## Extracted information
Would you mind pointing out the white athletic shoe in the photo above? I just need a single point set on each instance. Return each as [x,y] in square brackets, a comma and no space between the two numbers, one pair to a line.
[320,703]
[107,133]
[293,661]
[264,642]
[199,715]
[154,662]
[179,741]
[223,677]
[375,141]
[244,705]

## Given exercise
Output every nonblank line of the rows above as a Markdown table with two columns, No. and Content. Put each line's sequence number in No. and the line itself in Content.

## Correct result
| No. | Content |
|---|---|
| 1 | Would you mind pointing out the white athletic shoe in the photo above? I just need a single point set on each instance. Return each as [x,y] in square brackets, a comma and no space between the two numbers, one pair to a line. |
| 2 | [320,703] |
| 3 | [107,133] |
| 4 | [293,661] |
| 5 | [264,642] |
| 6 | [199,715] |
| 7 | [154,662] |
| 8 | [179,741] |
| 9 | [223,677] |
| 10 | [375,141] |
| 11 | [244,705] |